### Given request
Revise the lines from the one containing "background in the photo above." through the last line, replacing "corridor-flow study" with "pedestrian-flow study" and leaving everything else unchanged. Omit the pictures from your answer.

Start of Dataset content

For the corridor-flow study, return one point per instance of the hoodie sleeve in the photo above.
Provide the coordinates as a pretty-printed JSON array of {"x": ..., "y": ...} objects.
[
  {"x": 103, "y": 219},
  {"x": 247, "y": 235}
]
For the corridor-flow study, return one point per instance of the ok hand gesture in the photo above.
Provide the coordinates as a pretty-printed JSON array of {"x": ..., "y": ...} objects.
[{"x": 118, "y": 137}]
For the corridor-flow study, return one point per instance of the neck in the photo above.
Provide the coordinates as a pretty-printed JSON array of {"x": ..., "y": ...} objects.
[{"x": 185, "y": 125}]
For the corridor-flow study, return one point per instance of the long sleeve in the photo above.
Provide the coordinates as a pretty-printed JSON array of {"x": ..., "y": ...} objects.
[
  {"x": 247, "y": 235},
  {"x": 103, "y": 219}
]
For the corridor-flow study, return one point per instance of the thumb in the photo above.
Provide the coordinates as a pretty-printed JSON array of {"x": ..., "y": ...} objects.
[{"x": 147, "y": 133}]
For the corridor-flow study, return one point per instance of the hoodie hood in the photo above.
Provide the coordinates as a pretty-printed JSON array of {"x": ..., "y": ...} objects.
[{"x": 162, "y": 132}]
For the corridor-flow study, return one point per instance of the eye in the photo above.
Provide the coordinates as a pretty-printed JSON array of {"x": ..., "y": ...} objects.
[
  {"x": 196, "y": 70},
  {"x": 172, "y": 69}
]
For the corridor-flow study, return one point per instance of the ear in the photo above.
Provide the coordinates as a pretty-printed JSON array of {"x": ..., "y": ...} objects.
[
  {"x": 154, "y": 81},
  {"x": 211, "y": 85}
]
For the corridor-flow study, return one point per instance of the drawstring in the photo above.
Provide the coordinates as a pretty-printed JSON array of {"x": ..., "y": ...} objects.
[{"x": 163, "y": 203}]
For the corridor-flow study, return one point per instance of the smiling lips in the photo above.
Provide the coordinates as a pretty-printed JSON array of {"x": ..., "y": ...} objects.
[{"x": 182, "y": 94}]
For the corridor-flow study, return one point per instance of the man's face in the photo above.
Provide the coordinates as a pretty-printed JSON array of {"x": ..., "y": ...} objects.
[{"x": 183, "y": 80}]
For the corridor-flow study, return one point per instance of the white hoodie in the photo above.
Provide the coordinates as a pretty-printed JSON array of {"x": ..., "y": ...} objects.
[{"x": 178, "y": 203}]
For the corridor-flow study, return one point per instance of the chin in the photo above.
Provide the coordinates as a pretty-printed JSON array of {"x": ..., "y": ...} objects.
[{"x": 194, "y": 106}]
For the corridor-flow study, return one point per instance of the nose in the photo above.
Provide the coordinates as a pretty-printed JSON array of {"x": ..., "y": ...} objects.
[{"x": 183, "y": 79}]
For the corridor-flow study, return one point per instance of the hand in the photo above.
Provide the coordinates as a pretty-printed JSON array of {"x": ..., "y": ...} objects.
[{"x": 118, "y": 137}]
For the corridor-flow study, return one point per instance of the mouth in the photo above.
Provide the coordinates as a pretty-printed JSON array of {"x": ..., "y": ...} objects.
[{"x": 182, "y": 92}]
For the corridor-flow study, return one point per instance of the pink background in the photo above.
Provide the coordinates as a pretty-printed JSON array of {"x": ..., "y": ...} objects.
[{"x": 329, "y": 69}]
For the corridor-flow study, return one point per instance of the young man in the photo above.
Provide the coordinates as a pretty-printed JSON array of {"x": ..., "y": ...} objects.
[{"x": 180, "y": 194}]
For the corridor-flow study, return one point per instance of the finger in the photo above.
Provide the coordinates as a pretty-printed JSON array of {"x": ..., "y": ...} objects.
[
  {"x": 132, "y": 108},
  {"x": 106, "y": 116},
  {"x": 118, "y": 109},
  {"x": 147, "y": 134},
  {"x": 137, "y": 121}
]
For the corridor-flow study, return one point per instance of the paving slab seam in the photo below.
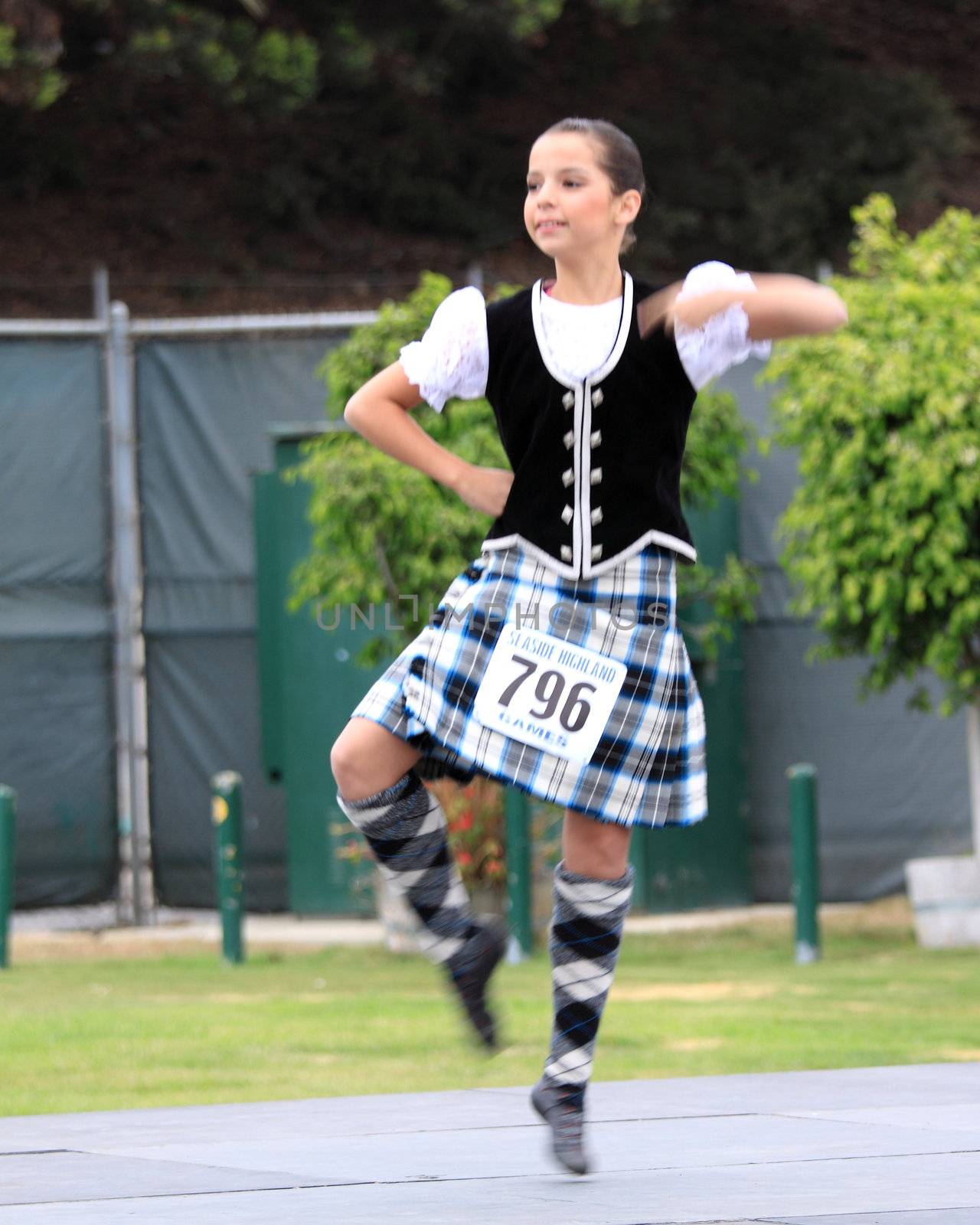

End of Dataset content

### Task result
For the pedestrian-flow study, return one point per instance of the pink background in the photo above.
Provide the coordinates as a pretty-printed JSON array of {"x": ..., "y": ...} objects.
[{"x": 329, "y": 69}]
For the pedestrian-flow study, return one point per instance of the young man in the photo above.
Provide the coordinates as a pretty-printed JSON array of {"x": ..., "y": ...} objects.
[{"x": 180, "y": 194}]
For the pedestrian-flow study, return one point per instance of the finger in the photo above.
Provide the coordinates as a pretty-printed JSON array of {"x": ..., "y": ...} objects.
[
  {"x": 132, "y": 108},
  {"x": 106, "y": 116},
  {"x": 118, "y": 109},
  {"x": 147, "y": 134},
  {"x": 137, "y": 121}
]
For the pedestrian-flow study, return one point per instance of the paving slab seam in the photo below.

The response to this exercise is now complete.